L’Académie des sciences proposa un prix pour le meilleur ouvrage sur les mathématiques. Pendant que son maître Saint-Simon condamnait un tel sujet comme une abdication, Comte, qui n’acceptait aucune direction, trouvait le programme excellent. Modestement, il n’osait pas compter sur le succès, mais la faiblesse des concurrens possibles lui donnait bon espoir, et ses concurrens possibles alors étaient Poncelet, Chasles, Lamé, Duhamel, Savary, Clapeyron, peut-être Charles Dupin et Fresnel, qui, n’appartenant pas encore à l’Institut, avaient droit de concourir. Comte les connaissait, et quelle que fût sa modestie, il comptait sur sa force plus que sur leur faiblesse. La lutte était possible alors ; mais les concurrens s’exerçaient et renouvelaient leurs armes : Auguste Comte, pendant toute sa vie, conserva, avec le style d'un écolier, le savoir scientifique d’un bon élève.

Entrées de données:
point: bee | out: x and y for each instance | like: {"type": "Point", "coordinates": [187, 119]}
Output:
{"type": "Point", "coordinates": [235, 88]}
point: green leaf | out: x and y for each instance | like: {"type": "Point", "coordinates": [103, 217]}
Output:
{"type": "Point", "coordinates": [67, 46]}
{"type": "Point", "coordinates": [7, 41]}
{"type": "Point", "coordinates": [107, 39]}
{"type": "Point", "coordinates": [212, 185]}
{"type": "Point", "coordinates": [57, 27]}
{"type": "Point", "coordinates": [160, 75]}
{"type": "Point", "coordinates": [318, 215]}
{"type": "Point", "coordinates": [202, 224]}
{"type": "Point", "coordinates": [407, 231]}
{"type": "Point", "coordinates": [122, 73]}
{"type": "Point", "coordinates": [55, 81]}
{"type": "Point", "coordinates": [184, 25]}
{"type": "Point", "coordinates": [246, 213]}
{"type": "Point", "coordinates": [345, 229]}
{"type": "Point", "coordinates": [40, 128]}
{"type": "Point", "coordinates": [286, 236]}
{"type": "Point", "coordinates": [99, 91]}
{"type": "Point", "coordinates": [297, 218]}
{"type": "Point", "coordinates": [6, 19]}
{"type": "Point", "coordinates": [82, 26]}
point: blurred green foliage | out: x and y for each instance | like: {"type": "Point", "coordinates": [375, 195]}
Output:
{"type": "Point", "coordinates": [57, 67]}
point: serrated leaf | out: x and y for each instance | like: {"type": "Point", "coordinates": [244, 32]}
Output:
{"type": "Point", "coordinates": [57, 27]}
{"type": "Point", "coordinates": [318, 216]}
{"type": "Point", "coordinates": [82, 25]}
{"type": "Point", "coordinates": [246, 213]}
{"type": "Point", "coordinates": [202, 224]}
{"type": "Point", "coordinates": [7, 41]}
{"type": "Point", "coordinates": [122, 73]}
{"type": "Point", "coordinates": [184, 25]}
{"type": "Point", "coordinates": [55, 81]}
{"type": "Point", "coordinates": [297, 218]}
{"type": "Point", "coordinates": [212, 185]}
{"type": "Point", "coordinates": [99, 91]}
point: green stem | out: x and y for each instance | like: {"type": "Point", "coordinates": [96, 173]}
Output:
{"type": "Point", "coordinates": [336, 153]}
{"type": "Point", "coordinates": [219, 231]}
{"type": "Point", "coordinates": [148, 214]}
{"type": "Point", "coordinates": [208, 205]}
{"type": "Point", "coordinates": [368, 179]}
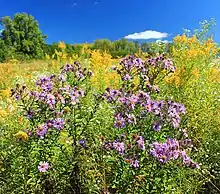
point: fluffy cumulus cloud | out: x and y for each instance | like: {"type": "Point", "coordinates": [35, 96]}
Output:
{"type": "Point", "coordinates": [162, 41]}
{"type": "Point", "coordinates": [149, 34]}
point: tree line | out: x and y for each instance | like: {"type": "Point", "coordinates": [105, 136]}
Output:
{"type": "Point", "coordinates": [22, 39]}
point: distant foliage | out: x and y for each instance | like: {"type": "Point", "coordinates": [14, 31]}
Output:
{"type": "Point", "coordinates": [22, 36]}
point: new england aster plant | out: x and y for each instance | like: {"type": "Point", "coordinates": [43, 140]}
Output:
{"type": "Point", "coordinates": [142, 119]}
{"type": "Point", "coordinates": [58, 105]}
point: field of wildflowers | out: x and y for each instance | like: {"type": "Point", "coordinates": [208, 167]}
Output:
{"type": "Point", "coordinates": [93, 124]}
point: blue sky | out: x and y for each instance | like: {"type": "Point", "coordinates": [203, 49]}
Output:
{"type": "Point", "coordinates": [87, 20]}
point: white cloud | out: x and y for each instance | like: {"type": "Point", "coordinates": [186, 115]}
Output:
{"type": "Point", "coordinates": [162, 41]}
{"type": "Point", "coordinates": [148, 34]}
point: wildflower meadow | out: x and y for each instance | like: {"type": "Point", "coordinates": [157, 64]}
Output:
{"type": "Point", "coordinates": [89, 122]}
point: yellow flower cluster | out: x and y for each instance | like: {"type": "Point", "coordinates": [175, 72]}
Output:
{"type": "Point", "coordinates": [101, 63]}
{"type": "Point", "coordinates": [192, 48]}
{"type": "Point", "coordinates": [21, 135]}
{"type": "Point", "coordinates": [61, 45]}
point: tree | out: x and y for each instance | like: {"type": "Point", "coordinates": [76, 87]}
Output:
{"type": "Point", "coordinates": [23, 34]}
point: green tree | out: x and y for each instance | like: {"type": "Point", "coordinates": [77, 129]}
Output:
{"type": "Point", "coordinates": [23, 34]}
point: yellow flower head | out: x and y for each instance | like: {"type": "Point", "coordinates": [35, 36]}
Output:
{"type": "Point", "coordinates": [61, 45]}
{"type": "Point", "coordinates": [21, 135]}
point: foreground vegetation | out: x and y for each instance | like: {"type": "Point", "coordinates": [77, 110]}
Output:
{"type": "Point", "coordinates": [92, 123]}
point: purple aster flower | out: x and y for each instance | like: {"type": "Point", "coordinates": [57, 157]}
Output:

Consignes |
[A] Recopiez le passage sur Auguste Comte en commençant par « L’Académie des sciences » et en allant jusqu’à « d’un bon élève. », et remplacez-y « excellent » par « admirable ».
[B] Dites si chaque affirmation concorde avec le passage sur Auguste Comte : répondez par oui ou par non et citez les mots décisifs du texte. (i) Saint-Simon jugeait excellent le sujet proposé par l’Académie. (ii) Fresnel n’appartenait pas encore à l’Institut. (iii) Comte comptait sur sa force plus que sur la faiblesse des autres concurrents.

Corrigé |
[A]
L’Académie des sciences proposa un prix pour le meilleur ouvrage sur les mathématiques. Pendant que son maître Saint-Simon condamnait un tel sujet comme une abdication, Comte, qui n’acceptait aucune direction, trouvait le programme admirable. Modestement, il n’osait pas compter sur le succès, mais la faiblesse des concurrens possibles lui donnait bon espoir, et ses concurrens possibles alors étaient Poncelet, Chasles, Lamé, Duhamel, Savary, Clapeyron, peut-être Charles Dupin et Fresnel, qui, n’appartenant pas encore à l’Institut, avaient droit de concourir. Comte les connaissait, et quelle que fût sa modestie, il comptait sur sa force plus que sur leur faiblesse. La lutte était possible alors ; mais les concurrens s’exerçaient et renouvelaient leurs armes : Auguste Comte, pendant toute sa vie, conserva, avec le style d'un écolier, le savoir scientifique d’un bon élève.

[B]
(i) Non : « son maître Saint-Simon condamnait un tel sujet comme une abdication ».
(ii) Oui : « Charles Dupin et Fresnel, qui, n’appartenant pas encore à l’Institut, avaient droit de concourir ».
(iii) Oui : « il comptait sur sa force plus que sur leur faiblesse ».